● **Source excerpt**
Audi Maserati (Biographic note)

There are few things more certain in this life than, given the opportunity, when adventure is to be had there will always be takers for the proposition. In a small, but I feel, interesting way, I have dipped a toe or two in the pond of the counter culture.

As I write this I am at a stage in my life when dreams are longer and more languid than when I was young and soaking in Kerouac and Ginsberg. And though I never met him, I miss him every day,
stringing daisy chains and barefoot and hair rising from my head uncontrolled and writing poetry because it seemed to go with the pictures in my head.

Sunshine and clothes smelling of the salt sea and ideas and like minds and exchange and growing stronger and spouting poetry and listening and getting excited because it felt like something was happening that had happened before but this was our time and it was happening to us.

When people are passionate about what they do, that passion is a bond between them, and even if they are diametrically opposed in everything else, that passion will unite them. That is the situation that Steven Ericsson-Zenith and myself walked into when we started to trek to Falmouth Poetry group who knows how long ago.

Long time and memory plays tricks to trip me up these days but I don't think it matters about the details just that for a pair of working-class poets it was a planet not often visited and a journey well worth the effort.

I met a lot of poets and painters around Cornwall and made a lot of friends who made my life richer and I hope I added to their experiences too and contributed to some solid happiness here and there because that's what being a poet is about in my view.

It is about making some kind of contribution to the general understanding of "stuff."

I think Steven and I made our joint contribution for a short time as "Cas-et" doing the odd poetry reading/performances which I enjoyed in that unforgettable way that "we were being poets" that is so important, that validation.

I remember going around St. Ives trying to get sponsorship for the pamphlet that Steven was putting together for the gig at the Great Western Hotel, and how good it felt to walk onto a place and say "we are poets and why don't you give us some money because poetry is important" and people being warm and thoughtful and generous and already poetry was having an effect on peoples lives just because it existed and how cool is that.

When Cas-et finished Steven did his thing, which he can tell you about a lot better than I can. I know it was serious and his strong belief fired him up and you could almost see him glowing with it. I glowed too but for different reasons, and I freely admit that I had and still have a passion for frivolity that Steven understood.

What I wanted was simple. I wanted to make people happy. Make them laugh because that opens up their minds and while their minds are open slip in the ideas.

Do not share this idea with any potential world dominators. It can be a perilous route and one only to be taken by the dedicated frivoulusi (made up word).

I made contacts with Apples and Snakes Poetry Collective at some festival and was invited to perform at the Captains cabin in Piccadilly with a friend of Steven's and mine, Bob Devereux, who owned the Salt House Gallery in St Ives.

First London gig and an enjoyable experience. I was still living in Cornwall and messing about playing music with a group of fellow frioulosi. We did a lot of practicing and made a lot of noise and giggled. We actually did two gigs.

● **Instruction**
Rewrite the biographic note between "When Cas-et finished" and "(made up word).", inclusive, with "playfulness" in place of "frivolity".

● **Data block**
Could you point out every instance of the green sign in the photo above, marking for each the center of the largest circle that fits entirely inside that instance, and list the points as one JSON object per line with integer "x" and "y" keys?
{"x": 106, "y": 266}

● **Output below**
When Cas-et finished Steven did his thing, which he can tell you about a lot better than I can. I know it was serious and his strong belief fired him up and you could almost see him glowing with it. I glowed too but for different reasons, and I freely admit that I had and still have a passion for playfulness that Steven understood.

What I wanted was simple. I wanted to make people happy. Make them laugh because that opens up their minds and while their minds are open slip in the ideas.

Do not share this idea with any potential world dominators. It can be a perilous route and one only to be taken by the dedicated frivoulusi (made up word).